#### [PROBLEM STATEMENT]
Quote the lines below verbatim, from the line containing "[locate] the man" through the end of the entries, including both ends.

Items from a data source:

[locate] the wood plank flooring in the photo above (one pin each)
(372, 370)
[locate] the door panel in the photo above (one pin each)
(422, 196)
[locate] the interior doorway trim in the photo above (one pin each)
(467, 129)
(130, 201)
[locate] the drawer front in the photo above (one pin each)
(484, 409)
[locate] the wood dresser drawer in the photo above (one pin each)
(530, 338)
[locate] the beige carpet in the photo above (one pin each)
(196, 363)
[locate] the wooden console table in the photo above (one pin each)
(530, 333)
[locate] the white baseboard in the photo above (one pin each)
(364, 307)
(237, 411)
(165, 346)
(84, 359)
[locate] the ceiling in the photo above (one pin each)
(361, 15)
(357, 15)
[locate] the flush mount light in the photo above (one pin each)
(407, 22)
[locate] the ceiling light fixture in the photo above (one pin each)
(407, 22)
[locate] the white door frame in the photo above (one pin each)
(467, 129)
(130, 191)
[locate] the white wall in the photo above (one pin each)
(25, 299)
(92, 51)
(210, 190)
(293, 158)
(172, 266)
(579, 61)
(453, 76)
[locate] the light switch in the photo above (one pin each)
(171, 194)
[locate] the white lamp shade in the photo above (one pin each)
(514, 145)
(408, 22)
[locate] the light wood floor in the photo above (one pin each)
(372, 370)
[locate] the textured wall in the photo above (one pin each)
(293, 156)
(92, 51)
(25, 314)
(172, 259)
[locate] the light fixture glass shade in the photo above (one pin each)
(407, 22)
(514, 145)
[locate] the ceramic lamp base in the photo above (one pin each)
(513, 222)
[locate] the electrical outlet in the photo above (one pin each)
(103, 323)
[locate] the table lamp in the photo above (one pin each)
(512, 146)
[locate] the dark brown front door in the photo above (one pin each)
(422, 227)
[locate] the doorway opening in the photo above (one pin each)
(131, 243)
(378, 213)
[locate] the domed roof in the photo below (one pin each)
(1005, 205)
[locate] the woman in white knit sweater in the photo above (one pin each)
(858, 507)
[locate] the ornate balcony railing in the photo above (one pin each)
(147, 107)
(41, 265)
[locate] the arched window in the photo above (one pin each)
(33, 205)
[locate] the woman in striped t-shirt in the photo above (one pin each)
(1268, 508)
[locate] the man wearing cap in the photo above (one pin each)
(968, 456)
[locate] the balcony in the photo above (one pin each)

#### [ANSWER]
[locate] the man wearing cap in the photo above (one pin each)
(968, 456)
[locate] the balcony in the photo above (one pin each)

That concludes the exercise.